STORED RECORDS »

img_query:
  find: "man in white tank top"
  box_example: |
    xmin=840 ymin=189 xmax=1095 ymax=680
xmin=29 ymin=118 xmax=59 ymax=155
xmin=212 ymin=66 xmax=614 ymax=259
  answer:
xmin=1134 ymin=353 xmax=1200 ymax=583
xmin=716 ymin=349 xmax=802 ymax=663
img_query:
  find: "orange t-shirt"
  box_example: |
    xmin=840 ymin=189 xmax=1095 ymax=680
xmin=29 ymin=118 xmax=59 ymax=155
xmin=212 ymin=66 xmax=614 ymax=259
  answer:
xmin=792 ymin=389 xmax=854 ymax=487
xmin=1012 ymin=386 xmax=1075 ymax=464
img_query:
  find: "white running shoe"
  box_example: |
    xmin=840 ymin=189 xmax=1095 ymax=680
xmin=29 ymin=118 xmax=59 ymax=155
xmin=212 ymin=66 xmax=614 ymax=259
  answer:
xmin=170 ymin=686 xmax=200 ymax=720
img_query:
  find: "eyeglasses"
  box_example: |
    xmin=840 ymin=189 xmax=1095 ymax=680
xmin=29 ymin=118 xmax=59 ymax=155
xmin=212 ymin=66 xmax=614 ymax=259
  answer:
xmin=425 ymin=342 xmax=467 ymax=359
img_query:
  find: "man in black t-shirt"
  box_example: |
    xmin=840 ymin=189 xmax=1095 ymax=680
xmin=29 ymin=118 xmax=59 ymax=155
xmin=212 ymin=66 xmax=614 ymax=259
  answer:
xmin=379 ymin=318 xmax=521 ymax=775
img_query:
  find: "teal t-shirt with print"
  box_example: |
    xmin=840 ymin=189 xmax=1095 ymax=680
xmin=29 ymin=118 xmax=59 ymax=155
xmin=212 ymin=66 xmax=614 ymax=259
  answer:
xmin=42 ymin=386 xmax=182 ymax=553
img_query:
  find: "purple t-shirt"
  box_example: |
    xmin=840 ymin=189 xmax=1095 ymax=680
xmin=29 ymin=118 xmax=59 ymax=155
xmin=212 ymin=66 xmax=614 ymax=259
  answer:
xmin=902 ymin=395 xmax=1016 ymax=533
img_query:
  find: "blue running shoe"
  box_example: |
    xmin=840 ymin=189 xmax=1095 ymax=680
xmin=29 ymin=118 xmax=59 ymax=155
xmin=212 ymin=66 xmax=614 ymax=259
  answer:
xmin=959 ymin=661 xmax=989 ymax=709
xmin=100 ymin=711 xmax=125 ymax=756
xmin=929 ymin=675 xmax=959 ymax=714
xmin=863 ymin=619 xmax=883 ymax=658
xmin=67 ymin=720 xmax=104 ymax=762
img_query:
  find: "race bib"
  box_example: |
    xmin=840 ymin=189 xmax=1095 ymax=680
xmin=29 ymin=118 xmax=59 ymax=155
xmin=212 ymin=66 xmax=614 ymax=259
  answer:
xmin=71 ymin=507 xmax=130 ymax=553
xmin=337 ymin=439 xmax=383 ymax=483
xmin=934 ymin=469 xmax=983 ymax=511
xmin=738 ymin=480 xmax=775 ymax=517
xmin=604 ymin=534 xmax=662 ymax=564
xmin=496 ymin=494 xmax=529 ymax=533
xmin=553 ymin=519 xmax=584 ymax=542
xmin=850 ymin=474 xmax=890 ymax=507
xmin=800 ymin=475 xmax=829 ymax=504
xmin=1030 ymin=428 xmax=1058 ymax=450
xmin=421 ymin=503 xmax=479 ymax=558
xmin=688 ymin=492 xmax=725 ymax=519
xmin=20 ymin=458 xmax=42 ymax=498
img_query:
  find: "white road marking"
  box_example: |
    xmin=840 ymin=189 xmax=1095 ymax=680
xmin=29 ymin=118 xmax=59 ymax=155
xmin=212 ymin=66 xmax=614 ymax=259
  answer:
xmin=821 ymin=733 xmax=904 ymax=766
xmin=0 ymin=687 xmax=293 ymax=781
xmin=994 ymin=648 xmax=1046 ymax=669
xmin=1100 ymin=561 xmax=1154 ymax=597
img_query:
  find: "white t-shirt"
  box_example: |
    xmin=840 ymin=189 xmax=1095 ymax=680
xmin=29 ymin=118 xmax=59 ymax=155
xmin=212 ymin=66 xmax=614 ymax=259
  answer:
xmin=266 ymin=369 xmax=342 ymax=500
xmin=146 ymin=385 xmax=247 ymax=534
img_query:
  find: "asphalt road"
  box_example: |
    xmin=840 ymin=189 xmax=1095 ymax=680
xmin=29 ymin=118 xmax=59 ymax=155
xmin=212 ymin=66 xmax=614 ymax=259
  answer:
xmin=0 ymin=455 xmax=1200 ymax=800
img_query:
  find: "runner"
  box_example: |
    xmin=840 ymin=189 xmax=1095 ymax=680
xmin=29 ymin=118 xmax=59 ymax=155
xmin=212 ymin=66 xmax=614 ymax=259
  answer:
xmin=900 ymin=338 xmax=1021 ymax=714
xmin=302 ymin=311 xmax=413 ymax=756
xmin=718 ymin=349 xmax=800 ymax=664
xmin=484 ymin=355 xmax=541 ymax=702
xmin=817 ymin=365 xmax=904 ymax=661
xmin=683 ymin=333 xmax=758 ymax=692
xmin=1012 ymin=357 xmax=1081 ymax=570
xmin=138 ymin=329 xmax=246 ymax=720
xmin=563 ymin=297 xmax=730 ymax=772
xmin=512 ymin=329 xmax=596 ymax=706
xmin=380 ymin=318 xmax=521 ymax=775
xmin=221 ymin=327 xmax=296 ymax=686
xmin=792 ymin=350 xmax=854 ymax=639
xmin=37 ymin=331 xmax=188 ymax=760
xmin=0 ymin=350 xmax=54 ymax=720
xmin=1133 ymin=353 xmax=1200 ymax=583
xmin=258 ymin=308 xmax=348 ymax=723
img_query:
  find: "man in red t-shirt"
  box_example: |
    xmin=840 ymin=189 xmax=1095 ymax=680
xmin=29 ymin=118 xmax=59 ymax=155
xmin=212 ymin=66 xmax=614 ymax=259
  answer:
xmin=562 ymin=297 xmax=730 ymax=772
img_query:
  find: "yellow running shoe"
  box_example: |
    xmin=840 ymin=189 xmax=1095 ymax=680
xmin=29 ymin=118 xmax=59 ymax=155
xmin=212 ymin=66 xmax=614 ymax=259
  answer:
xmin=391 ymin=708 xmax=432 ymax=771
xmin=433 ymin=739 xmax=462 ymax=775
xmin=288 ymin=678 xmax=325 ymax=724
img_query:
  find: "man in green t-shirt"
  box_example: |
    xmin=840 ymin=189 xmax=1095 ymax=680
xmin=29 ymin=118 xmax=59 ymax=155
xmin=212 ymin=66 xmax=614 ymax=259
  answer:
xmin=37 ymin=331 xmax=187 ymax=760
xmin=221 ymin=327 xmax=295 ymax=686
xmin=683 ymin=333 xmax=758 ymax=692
* * *
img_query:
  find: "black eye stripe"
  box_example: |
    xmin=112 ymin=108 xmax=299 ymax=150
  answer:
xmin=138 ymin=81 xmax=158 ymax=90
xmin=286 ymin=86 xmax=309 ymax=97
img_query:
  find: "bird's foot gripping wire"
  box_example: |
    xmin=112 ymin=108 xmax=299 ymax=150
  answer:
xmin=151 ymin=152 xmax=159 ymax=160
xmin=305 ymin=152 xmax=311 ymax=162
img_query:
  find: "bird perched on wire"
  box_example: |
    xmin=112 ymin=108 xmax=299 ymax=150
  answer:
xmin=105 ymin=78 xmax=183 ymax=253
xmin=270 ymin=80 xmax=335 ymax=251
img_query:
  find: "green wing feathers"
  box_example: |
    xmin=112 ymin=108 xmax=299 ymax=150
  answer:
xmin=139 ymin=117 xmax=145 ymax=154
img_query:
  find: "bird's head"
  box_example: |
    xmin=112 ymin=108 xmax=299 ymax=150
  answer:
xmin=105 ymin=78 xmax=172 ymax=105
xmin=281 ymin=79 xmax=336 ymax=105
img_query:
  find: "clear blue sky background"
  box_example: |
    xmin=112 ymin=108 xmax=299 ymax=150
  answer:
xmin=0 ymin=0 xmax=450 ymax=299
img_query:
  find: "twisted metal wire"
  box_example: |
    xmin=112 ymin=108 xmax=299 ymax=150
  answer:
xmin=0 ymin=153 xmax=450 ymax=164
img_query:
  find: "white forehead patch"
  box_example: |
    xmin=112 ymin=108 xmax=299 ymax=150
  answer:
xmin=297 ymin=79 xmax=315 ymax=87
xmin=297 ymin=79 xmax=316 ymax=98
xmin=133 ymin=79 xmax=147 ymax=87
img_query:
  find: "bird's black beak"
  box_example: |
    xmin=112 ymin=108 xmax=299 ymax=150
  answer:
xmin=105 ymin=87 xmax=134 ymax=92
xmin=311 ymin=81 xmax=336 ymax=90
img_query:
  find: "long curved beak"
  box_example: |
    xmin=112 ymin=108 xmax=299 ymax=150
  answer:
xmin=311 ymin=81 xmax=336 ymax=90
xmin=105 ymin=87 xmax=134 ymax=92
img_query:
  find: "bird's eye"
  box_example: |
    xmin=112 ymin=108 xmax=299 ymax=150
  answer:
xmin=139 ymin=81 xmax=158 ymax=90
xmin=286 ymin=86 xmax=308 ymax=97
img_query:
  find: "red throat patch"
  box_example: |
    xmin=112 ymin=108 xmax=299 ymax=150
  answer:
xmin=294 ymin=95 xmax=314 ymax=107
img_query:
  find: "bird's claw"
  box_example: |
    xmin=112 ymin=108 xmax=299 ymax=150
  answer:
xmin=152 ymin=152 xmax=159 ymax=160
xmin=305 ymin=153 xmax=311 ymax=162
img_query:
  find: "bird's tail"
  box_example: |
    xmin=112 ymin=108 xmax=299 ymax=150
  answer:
* * *
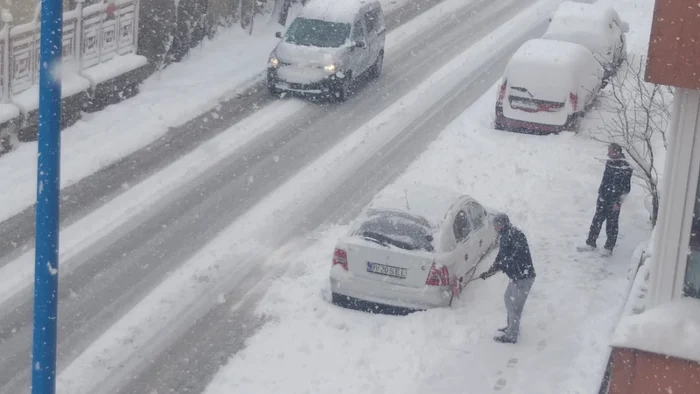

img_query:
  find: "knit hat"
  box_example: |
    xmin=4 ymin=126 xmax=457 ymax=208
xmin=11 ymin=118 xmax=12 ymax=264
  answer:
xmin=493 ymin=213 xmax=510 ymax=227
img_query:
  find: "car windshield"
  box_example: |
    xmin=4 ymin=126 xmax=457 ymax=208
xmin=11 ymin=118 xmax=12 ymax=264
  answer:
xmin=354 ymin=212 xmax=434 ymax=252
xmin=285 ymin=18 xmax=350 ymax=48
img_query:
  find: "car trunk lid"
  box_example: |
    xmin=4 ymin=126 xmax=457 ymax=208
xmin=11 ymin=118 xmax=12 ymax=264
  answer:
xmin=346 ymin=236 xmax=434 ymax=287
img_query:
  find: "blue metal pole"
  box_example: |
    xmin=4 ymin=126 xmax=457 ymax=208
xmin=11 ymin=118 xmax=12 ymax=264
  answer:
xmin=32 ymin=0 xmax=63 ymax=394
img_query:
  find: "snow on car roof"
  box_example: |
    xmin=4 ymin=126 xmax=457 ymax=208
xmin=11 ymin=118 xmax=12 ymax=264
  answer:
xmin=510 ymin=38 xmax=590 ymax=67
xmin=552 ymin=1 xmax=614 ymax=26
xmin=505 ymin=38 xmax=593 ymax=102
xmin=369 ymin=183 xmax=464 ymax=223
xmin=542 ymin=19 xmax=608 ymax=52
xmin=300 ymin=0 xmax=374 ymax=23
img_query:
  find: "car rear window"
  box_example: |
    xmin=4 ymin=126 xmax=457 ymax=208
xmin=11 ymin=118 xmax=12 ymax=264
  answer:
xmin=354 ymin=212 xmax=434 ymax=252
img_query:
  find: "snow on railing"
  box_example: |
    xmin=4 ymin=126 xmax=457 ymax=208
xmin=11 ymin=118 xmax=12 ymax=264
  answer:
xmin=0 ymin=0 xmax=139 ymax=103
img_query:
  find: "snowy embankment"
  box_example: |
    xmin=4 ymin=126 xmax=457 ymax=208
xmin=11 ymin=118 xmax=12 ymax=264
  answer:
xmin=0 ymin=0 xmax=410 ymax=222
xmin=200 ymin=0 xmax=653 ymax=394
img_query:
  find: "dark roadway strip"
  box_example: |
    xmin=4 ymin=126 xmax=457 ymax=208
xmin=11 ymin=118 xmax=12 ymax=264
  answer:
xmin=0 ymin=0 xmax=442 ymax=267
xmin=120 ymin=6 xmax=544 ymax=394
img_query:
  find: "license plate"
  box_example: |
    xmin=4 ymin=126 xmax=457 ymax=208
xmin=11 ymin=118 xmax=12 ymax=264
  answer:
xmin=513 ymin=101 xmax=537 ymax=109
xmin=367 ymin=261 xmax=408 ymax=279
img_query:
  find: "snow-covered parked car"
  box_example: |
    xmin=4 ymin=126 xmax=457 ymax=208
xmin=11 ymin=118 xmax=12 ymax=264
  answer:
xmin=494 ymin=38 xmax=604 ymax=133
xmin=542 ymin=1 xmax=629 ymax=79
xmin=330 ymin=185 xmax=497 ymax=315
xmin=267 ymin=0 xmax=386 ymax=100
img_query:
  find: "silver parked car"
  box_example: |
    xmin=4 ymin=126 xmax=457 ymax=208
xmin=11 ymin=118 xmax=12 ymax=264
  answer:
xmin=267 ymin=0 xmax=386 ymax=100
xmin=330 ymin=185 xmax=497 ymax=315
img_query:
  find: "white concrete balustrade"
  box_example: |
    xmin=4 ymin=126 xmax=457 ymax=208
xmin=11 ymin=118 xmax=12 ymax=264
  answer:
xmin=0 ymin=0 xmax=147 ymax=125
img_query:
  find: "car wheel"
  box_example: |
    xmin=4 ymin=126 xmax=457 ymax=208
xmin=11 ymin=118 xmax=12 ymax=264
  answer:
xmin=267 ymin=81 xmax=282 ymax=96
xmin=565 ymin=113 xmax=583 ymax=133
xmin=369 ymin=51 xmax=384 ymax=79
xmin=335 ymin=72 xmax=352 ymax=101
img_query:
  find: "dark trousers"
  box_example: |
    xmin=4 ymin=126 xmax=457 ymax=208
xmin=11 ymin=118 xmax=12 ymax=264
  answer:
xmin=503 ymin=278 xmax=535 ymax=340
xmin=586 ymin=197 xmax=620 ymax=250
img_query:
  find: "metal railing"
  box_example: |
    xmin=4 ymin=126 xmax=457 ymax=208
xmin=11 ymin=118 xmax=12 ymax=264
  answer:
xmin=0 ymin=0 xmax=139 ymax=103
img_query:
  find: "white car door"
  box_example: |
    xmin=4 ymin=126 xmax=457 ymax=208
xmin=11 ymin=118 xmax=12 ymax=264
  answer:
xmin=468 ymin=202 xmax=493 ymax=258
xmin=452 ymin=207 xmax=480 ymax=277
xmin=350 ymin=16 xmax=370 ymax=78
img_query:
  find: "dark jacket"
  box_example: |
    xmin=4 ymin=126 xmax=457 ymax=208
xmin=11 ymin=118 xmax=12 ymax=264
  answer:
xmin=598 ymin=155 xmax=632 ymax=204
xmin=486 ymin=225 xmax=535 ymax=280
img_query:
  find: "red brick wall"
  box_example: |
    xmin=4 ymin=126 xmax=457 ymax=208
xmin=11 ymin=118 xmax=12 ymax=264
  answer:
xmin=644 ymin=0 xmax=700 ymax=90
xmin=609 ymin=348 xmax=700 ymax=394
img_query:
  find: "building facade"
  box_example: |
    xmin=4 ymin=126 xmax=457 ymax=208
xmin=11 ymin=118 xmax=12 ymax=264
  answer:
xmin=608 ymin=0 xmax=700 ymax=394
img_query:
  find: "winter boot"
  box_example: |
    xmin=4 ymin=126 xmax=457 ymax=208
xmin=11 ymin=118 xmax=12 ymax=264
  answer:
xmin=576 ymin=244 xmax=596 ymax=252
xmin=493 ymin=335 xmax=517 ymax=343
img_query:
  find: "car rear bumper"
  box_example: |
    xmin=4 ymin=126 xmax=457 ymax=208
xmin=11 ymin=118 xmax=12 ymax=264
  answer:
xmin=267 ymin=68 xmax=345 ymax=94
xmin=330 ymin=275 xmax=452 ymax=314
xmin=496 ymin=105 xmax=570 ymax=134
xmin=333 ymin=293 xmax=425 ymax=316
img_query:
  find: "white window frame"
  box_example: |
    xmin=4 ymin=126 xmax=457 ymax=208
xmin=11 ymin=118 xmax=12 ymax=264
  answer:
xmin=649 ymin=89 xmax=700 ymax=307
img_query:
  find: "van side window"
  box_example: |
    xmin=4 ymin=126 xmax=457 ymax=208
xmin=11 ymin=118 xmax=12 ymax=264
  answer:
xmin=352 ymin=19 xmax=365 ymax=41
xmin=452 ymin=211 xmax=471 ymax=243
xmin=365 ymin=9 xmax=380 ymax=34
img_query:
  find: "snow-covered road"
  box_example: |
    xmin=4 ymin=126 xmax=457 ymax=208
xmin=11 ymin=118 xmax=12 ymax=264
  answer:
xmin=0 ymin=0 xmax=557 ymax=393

TASK BRIEF » List every line in the material above that contains the string "parked", copying each line in full. Count only matches with the same uppercase and lowercase letters.

RESULT »
  find: "snow-covered parked car"
  find: "silver parked car"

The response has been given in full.